## [PAGE TEXT]
_ _ _

Some efforts (e.g. Xinding Sun et. al., “Region of Interest Extraction and Virtual Camera Control Based on Panoramic Video Capturing”, IEEE Trans. Multimedia, Vol. 7 No. 5, pp. 981-990, Oct. 11, 2005) have been made for generating regions of interest at the encoder side. For example, a ROI can be generated according to common sense or based on a visual attention model. In such cases, metadata of a ROI is required to be sent to a decoder. The decoder uses the information to play back the video within the ROI.
However, there are a number of disadvantages with this approach. Firstly, every receiver gets the same ROI, yet different people have different tastes in what they consider a region of interest for viewing. Secondly, since the ROI is generated automatically, if something goes wrong, then everyone will receive the wrong information which furthermore cannot be corrected at the receiver. Thirdly, metadata is required to be sent with the video signals, which thus increases bit rate. Accordingly, a system and method for generating regions of interest in a video which avoids the limitations and deficiencies of the prior art is highly desirable.
SUMMARY OF THE INVENTIONA method, apparatus and system in accordance with various embodiments of the present invention addresses the deficiencies of the prior art by providing region of interest (ROI) detection and generation based on, in one embodiment, user preference(s), for example, at the receiver side.
In one embodiment of the present invention, a method for generating a region of interest in video content includes identifying at least one programming type in the video content, categorizing the scenes of the programming types of the video content and defining at least one region of interest in at least one of the categorized scenes by identifying at least one of a location and an object of interest in the scenes. In one embodiment of the invention, a region of interest is defined using user preference information for the identified program content and the characterized scene content.
In an alternate embodiment of the present invention, an apparatus for generating a region of interest in video content includes a processing module configured to perform the steps of identifying at least one programming type of the video content, categorizing the scenes of at least one of the programming types, and defining at least one region of interest in at least one of the scenes by identifying at least one of a location and an object of interest in the scenes. In one embodiment of the present invention, the apparatus includes a memory for storing identified programming types and categorized scenes of the video content and a user interface for enabling a user to identify preferences for defining regions of interest in the identified programming types and categorized scenes of the video content.
In an alternate embodiment of the present invention, a system for generating a region of interest in video content includes a content source for broadcasting the video content, a receiving device for receiving the video content and configuring the received video content for display, a display device for displaying the video content from the receiving device, and a processing module configured to perform the steps of identifying at least one programming type of the video content, categorizing scenes of at least one of the programming types, and defining at least one region of interest in at least one of said the categorized scenes by identifying at least one of a location and an object of interest in the scenes. In one embodiment of the present invention, the processing module is located in the receiving device and the receiving device includes a memory for storing identified programming types and categorized scenes of the video content. In such an embodiment, the receiving device can further include a user interface for enabling a user to identify preferences for defining regions of interest in the identified programming types and categorized scenes of the video content. In an alternate embodiment, the processing module is located in the content source and the content source includes a memory for storing identified programming types and categorized scenes of the video content. In such an embodiment, the content source can further include a user interface for enabling a user to identify preferences for defining regions of interest in the identified programming types and categorized scenes of the video content.

_ _ _

## [DATA SUPPLIED]
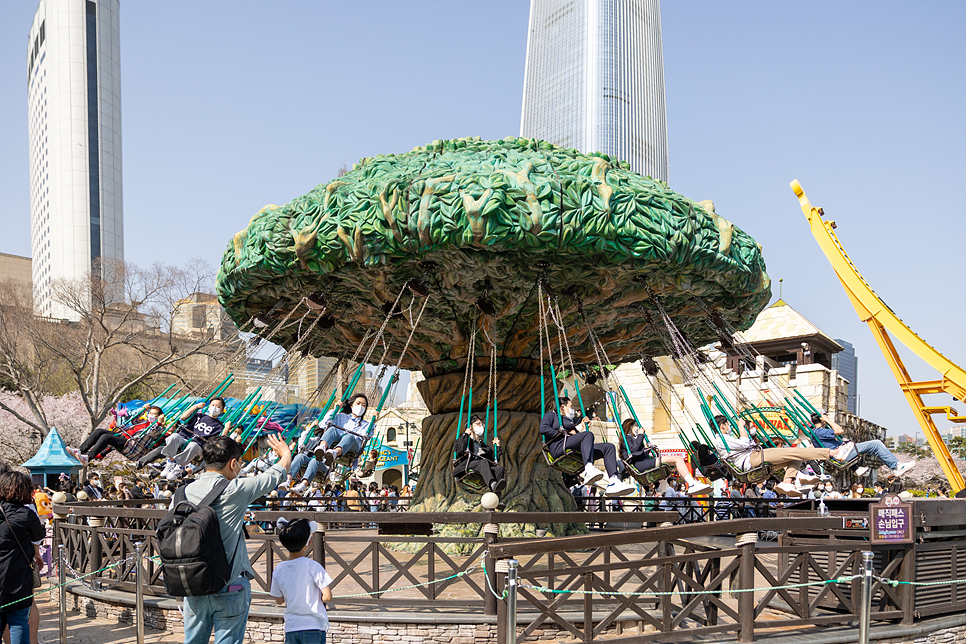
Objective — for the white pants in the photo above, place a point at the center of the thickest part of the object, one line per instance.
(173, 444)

_ _ _

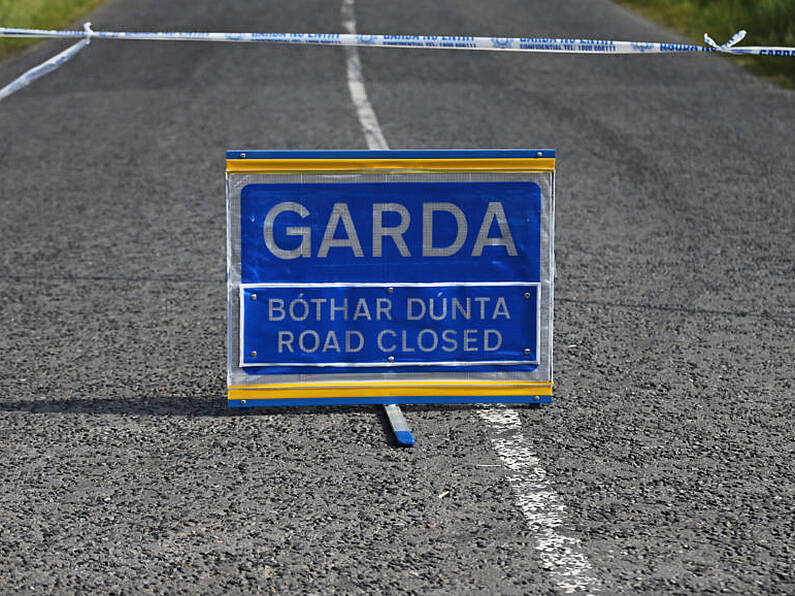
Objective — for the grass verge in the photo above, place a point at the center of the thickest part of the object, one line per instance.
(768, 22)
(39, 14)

_ _ _

## [PROBLEM DESCRIPTION]
List every disadvantage that the region-of-interest text gives for generating regions of interest at the encoder side.

## [CORRECT OUTPUT]
- Every receiver gets the same region of interest, yet different people have different tastes in what they consider a region of interest for viewing.
- Because the region of interest is generated automatically, any error reaches everyone as wrong information, and it cannot be corrected at the receiver.
- Metadata must be sent with the video signals, which increases bit rate.